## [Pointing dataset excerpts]
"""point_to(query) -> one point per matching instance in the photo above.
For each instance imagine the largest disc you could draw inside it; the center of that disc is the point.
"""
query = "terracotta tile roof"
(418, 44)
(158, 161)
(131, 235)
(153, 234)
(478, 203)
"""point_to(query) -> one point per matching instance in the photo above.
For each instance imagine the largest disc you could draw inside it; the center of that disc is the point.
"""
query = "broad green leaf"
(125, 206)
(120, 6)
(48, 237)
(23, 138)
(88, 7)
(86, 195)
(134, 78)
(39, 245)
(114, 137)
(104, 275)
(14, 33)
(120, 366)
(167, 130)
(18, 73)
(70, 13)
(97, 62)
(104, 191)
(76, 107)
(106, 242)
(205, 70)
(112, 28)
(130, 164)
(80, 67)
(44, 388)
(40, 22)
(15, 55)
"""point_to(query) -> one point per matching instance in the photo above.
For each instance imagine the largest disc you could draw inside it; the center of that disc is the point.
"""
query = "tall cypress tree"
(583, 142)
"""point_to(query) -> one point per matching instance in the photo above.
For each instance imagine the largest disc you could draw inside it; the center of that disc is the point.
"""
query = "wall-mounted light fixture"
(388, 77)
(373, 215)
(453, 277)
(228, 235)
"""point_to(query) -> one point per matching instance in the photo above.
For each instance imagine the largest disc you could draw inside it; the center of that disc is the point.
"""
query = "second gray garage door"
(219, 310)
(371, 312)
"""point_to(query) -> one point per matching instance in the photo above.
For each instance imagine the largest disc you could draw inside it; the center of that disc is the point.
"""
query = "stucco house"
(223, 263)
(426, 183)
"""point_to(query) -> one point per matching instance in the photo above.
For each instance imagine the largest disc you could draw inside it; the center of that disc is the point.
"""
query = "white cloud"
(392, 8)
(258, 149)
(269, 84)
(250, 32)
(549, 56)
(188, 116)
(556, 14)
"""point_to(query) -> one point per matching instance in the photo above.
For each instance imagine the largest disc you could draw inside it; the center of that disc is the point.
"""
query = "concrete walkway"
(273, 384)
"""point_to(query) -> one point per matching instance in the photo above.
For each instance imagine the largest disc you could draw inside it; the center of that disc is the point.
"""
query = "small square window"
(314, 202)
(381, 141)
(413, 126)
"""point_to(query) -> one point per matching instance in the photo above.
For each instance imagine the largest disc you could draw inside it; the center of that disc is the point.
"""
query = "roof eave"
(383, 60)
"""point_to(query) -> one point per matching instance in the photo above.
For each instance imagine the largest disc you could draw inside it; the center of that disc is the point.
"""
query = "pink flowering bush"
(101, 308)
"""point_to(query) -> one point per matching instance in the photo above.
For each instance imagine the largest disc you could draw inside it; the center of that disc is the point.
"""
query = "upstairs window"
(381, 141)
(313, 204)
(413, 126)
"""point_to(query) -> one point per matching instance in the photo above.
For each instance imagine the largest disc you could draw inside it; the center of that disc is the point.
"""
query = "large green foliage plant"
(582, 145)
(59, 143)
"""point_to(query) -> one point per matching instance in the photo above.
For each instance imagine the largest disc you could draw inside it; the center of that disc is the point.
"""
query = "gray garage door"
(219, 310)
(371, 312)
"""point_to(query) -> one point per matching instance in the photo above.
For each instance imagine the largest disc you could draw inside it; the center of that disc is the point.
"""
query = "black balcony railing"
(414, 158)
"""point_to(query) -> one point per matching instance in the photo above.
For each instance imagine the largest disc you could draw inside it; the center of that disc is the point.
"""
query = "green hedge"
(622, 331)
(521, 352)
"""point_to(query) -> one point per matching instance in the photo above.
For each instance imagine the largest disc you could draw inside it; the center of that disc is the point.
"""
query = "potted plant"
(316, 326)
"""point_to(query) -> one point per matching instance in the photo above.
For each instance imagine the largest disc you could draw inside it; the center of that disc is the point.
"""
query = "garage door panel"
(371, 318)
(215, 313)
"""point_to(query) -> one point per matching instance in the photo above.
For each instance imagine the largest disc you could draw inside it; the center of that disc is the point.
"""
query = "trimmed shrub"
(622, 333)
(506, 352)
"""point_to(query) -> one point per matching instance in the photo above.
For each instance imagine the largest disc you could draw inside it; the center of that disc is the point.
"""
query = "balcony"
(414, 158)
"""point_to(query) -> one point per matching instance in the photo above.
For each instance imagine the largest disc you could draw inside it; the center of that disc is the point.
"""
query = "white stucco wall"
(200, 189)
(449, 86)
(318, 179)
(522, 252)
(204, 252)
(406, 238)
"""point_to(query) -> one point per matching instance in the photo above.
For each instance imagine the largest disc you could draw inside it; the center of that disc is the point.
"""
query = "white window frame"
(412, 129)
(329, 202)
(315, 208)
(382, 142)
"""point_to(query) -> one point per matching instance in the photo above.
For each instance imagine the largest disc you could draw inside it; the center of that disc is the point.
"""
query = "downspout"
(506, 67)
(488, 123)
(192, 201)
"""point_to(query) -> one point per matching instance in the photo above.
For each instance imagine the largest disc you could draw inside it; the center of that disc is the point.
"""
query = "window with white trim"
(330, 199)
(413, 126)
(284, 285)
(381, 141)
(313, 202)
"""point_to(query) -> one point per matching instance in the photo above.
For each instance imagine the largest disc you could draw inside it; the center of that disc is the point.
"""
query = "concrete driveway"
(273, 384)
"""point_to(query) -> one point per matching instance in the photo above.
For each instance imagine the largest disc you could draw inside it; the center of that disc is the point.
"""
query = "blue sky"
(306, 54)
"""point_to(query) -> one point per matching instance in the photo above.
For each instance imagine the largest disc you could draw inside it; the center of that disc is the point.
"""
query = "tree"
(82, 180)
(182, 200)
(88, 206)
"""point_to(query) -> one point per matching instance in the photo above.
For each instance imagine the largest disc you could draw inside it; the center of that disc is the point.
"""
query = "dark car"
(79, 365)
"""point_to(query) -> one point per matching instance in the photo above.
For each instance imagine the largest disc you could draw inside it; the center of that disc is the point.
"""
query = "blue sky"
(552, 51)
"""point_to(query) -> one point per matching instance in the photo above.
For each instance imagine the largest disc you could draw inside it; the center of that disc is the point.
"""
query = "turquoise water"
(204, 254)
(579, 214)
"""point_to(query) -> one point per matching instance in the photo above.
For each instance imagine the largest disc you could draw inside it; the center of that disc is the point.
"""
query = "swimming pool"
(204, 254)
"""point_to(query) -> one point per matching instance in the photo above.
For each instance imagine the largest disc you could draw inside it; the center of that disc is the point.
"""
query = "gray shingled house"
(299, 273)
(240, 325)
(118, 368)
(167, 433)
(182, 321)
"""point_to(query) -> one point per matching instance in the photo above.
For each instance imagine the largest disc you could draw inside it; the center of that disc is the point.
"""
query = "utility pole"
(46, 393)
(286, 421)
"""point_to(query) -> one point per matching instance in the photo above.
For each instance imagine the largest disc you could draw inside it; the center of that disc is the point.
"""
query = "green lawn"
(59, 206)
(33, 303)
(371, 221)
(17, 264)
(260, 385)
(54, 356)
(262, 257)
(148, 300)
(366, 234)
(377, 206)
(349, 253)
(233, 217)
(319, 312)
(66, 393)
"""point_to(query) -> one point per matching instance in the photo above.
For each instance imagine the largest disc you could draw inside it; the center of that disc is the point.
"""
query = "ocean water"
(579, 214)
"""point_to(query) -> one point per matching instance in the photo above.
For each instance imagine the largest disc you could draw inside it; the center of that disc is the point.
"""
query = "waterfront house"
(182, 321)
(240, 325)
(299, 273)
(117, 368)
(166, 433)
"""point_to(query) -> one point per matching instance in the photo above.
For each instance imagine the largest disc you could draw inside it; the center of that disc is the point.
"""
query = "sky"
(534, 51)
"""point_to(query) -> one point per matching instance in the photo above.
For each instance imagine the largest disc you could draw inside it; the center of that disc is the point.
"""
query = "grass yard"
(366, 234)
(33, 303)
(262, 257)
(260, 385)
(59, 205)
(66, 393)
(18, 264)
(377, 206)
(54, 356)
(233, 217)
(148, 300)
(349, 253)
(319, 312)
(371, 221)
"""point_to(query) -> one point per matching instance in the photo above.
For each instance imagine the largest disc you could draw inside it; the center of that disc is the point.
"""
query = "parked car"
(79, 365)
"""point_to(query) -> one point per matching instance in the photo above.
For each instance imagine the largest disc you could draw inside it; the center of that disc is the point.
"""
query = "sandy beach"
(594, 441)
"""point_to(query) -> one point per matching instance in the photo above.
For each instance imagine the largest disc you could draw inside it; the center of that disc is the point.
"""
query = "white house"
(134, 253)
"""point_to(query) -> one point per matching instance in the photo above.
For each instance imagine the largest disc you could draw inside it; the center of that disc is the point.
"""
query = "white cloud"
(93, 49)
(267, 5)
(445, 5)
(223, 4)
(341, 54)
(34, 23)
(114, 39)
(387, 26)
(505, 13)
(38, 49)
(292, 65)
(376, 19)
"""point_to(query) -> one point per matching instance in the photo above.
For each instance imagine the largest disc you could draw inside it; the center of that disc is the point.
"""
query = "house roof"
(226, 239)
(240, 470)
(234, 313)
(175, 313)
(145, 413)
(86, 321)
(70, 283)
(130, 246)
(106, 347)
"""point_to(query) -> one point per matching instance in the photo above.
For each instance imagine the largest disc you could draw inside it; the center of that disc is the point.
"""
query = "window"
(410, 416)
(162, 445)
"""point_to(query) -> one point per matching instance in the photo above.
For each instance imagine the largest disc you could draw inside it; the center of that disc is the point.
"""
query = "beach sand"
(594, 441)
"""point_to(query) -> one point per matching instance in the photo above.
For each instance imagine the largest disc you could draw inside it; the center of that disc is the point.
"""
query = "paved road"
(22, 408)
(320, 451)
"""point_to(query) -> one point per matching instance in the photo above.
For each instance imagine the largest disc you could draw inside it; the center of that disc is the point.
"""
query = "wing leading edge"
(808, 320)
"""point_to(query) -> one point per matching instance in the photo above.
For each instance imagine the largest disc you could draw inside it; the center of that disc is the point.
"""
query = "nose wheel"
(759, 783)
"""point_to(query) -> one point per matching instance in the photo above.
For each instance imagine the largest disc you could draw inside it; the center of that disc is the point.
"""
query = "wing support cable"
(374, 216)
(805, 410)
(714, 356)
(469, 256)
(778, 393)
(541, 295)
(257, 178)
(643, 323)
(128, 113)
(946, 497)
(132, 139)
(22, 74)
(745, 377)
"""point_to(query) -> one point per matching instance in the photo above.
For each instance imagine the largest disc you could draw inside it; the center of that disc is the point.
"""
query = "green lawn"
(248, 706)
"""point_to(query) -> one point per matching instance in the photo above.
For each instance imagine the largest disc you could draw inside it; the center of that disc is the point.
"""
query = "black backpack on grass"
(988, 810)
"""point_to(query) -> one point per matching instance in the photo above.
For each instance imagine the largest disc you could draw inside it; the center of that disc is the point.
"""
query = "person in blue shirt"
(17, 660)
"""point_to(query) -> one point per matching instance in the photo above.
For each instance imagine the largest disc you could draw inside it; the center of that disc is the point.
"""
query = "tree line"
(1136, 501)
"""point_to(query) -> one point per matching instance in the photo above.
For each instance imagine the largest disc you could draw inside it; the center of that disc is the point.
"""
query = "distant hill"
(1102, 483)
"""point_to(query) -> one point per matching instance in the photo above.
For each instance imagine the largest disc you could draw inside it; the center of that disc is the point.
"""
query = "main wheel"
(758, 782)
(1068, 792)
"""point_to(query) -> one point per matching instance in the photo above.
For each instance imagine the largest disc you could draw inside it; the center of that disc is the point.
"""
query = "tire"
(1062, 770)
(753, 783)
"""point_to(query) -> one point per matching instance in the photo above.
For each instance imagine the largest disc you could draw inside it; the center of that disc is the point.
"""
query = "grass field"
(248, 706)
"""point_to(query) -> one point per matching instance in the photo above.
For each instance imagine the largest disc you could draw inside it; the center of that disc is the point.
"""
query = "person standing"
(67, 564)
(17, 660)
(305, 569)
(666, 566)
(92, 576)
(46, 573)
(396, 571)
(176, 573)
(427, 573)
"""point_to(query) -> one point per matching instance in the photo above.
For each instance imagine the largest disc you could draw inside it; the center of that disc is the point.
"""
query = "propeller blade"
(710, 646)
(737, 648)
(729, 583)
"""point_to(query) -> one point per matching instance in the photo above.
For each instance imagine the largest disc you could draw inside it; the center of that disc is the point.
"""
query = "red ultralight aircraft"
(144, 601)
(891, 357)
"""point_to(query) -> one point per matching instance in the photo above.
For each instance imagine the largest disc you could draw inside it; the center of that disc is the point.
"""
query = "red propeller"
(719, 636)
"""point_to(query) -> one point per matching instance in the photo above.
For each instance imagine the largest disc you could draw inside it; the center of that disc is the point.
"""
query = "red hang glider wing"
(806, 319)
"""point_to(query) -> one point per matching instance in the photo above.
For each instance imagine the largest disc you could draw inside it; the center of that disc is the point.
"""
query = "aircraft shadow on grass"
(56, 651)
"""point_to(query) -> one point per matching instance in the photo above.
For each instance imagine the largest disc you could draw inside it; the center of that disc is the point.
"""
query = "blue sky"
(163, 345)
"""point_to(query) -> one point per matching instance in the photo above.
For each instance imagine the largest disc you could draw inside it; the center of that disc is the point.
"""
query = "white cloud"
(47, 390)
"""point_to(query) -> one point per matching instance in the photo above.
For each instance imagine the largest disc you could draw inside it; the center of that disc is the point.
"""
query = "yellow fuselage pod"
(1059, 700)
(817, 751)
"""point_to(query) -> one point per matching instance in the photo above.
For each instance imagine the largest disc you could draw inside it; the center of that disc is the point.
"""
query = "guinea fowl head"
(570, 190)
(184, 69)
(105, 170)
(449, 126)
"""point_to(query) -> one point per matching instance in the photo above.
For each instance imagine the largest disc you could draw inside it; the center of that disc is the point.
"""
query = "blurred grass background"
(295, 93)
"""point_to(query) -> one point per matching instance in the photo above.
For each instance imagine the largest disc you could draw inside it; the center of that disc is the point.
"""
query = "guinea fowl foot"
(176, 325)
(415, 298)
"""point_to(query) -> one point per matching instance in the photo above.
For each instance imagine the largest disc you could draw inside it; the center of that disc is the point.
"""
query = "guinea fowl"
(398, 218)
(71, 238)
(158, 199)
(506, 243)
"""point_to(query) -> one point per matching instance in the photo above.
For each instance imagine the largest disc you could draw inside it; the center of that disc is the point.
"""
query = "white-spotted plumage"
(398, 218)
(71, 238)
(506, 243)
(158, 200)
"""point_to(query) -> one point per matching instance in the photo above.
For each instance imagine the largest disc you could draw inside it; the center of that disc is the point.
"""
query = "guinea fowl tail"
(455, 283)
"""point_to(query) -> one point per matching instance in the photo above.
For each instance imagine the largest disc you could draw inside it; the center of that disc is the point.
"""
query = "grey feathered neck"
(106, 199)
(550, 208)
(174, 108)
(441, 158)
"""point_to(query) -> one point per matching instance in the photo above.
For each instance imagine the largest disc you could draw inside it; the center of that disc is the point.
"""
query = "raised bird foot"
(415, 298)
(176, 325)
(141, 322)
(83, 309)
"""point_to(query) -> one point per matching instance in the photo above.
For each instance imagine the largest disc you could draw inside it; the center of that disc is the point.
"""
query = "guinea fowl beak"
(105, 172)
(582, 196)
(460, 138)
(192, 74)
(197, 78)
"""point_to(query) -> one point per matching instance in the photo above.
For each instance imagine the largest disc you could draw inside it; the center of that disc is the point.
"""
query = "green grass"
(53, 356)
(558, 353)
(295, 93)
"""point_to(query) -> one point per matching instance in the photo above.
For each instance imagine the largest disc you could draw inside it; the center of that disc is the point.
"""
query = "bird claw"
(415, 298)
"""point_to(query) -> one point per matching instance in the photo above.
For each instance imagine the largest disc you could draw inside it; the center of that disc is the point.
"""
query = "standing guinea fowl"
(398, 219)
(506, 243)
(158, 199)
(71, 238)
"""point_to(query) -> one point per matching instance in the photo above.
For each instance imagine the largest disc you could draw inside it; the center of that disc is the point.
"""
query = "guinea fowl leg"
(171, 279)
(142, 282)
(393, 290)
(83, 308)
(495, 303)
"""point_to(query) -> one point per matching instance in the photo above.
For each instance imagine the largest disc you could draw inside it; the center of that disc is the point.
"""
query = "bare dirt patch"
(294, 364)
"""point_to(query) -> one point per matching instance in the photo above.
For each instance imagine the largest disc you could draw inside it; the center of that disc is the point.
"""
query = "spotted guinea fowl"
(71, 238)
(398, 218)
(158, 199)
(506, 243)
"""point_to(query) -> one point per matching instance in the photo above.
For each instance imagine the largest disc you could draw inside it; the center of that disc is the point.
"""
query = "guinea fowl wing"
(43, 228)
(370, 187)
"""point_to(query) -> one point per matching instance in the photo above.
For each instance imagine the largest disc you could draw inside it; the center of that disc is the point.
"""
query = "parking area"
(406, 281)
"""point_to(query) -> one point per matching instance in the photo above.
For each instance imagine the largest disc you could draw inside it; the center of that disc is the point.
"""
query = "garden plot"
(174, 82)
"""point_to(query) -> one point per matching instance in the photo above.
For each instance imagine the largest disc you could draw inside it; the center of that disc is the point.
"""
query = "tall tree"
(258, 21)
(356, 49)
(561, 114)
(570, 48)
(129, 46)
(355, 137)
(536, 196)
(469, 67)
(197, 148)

## [Aim]
Copy out every line of the records that contains the word "plant", matching case exactly.

## [Complete answer]
query = "large green foliage plant"
query = "potted plant"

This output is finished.